▸ **Texte source**:
Cryptogrammes
p. 71-76
Texte intégral
1On appelle cryptogramme un écrit en caractères secrets. Une telle écriture peut être, au sens le plus strict du terme, chiffrée. Elle peut aussi utiliser, d’une manière inhabituelle, la lettre.
2Dès l’Antiquité, on eut recours à de tels langages codés. Pour chacun des deux types principaux de cryptogrammes, je me contenterai d’un seul exemple, en suggérant, les deux fois, le passage d’une donnée ancienne à une reprise moderne.
3Comme e dans l’alphabet romain qui est resté le nôtre, l’é fermé, epsilon, était la cinquième lettre de l’alphabet grec. Dans le roman de Vassilis Alexakis, La Langue maternelle (1995), Pavlos rentré après coup de Paris à Athènes redécouvre son pays d’origine et tente longuement d’élucider un mystère qui semble contenir toutes ses incertitudes : que signifie l’epsilon majuscule, la lettre isolée, gravée à Delphes, à l’entrée du temple d’Apollon, parmi les maximes énoncées par les Sept Sages (« Connais-toi toi-même », « Rien de trop ») ? Plutarque, au ier siècle après Jésus-Christ, avait consacré à cette question un traité, Sur l’E de Delphes,1 dont les réponses ne satisfont guère le Pavlos d’Alexakis. Il multiplie les suggestions par mise en valeur de l’initiale, et déclare que la solution chiffrée, en revanche, ne l’enchante guère :
Je crois comprendre pourquoi il parle tant du nombre 5. La plupart des mots inscrits dans mon cahier, je les ai choisis arbitrairement. Je n’ai pas noté le 5. Les chiffres ne m’ont jamais intéressé. Je n’ai de préférence pour aucun.2
4Pourquoi l’epsilon ne désignerait-il pas tout aussi bien le nombre 1, éna, puisqu’il commence par cette lettre ?3
5De telles spéculations apparaissaient dans le conte d’Edgar Poe intitulé Le Scarabée d’or (The Gold-Bug). William Legrand, déchiffrant un mystérieux parchemin, y explique que, « dans tous les cas d’écriture secrète, – la première question à vider, c’est la langue du chiffre ».4 Sans entrer dans le détail d’un cryptogramme particulièrement compliqué, je retiendrai deux notations : le e est la lettre qui se rencontre le plus fréquemment en anglais ; et, puisque le caractère dominant dans le document étudié par Legrand est le 8, il décide que 8 représentera e.

▸ **Consigne écrite 1**:
Relevez, parmi les lignes ci-dessous, toutes celles qui contiennent la chaîne « green ».

[Entrées de données enregistrées]

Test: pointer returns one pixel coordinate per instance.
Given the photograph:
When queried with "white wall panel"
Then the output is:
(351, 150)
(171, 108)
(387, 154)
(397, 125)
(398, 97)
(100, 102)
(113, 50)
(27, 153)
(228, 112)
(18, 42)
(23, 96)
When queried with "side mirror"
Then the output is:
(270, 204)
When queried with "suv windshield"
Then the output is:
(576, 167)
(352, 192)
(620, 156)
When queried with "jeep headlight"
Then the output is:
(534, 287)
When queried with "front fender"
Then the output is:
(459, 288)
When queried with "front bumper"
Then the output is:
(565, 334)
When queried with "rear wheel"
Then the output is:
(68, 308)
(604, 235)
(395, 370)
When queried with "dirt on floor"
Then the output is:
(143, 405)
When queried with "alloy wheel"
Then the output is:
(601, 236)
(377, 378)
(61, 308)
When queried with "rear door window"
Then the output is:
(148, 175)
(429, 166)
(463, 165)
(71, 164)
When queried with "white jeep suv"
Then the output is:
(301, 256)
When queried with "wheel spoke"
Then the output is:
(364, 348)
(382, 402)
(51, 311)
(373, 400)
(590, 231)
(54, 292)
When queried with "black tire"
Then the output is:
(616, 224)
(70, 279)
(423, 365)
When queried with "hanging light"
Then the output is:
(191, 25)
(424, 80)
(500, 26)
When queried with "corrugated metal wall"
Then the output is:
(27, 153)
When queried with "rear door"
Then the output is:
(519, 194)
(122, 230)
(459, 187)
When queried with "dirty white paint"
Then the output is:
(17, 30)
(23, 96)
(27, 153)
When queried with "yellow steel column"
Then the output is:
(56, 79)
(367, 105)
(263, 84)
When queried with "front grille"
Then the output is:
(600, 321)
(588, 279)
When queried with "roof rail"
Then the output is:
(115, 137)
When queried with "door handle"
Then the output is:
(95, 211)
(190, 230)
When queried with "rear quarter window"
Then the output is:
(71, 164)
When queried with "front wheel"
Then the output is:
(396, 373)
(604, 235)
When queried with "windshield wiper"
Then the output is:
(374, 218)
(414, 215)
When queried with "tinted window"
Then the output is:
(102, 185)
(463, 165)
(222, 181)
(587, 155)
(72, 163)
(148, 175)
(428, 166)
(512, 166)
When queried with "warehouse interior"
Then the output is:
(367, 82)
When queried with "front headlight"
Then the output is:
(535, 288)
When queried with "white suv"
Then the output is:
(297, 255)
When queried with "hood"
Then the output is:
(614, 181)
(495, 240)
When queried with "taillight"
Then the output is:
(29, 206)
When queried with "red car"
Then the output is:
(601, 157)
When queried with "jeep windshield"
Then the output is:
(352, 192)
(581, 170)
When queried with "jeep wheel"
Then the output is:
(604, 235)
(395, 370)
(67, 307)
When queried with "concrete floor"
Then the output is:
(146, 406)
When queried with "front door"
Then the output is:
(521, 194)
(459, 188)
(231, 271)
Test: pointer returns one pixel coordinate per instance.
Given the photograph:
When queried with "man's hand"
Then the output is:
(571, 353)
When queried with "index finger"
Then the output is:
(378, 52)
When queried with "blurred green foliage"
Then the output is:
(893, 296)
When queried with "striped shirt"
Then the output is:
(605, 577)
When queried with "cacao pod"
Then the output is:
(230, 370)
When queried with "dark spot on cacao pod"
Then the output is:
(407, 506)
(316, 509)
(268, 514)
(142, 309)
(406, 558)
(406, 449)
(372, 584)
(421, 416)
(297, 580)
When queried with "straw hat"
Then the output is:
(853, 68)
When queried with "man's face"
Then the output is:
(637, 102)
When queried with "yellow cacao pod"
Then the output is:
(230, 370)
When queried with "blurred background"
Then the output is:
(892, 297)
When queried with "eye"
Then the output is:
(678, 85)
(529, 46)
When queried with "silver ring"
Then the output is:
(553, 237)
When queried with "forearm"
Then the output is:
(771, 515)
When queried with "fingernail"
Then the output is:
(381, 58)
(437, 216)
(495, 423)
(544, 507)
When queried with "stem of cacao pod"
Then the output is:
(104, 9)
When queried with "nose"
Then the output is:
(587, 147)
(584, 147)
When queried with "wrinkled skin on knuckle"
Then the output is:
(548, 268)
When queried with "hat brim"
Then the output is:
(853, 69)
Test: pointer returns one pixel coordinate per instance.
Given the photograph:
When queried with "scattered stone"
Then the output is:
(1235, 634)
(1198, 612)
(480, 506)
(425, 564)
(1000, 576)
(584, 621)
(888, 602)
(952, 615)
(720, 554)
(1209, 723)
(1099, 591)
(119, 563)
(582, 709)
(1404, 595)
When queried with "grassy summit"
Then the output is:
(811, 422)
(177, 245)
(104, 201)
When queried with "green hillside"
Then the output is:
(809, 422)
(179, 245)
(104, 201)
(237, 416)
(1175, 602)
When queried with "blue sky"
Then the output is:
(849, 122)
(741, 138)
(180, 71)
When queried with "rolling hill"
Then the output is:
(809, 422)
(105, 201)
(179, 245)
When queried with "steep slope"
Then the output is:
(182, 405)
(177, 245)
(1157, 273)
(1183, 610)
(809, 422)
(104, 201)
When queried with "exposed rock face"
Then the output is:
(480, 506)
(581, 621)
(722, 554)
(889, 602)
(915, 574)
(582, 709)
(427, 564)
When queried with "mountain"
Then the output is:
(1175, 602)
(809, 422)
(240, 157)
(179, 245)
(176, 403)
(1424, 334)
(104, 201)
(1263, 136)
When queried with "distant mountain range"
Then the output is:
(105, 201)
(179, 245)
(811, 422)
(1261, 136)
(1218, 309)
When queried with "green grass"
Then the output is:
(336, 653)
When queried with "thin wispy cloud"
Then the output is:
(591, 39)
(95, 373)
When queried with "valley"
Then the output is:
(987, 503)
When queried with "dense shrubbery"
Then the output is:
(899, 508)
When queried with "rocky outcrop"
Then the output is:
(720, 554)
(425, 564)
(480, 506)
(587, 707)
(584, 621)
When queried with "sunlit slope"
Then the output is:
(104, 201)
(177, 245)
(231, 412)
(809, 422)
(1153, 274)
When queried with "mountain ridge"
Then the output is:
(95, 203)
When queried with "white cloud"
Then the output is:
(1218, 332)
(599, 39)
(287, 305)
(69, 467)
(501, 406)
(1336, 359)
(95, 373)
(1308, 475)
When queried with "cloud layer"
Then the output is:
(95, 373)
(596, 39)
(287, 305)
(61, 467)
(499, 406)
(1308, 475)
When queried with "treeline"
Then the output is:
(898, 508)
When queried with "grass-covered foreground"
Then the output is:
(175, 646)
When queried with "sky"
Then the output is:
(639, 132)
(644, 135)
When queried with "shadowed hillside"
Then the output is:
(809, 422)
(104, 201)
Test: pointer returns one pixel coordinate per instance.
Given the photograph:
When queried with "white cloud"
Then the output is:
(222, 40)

▸ **Consigne écrite 2**:
D'après le texte sur les cryptogrammes, quel caractère William Legrand décide-t-il de faire correspondre à la lettre e dans Le Scarabée d'or ?

▸ **Réponse complète 1**:
When queried with "blurred green foliage"
When queried with "green hillside"
When queried with "green grass"

▸ **Réponse complète 2**:
Il décide que le 8 représentera le e.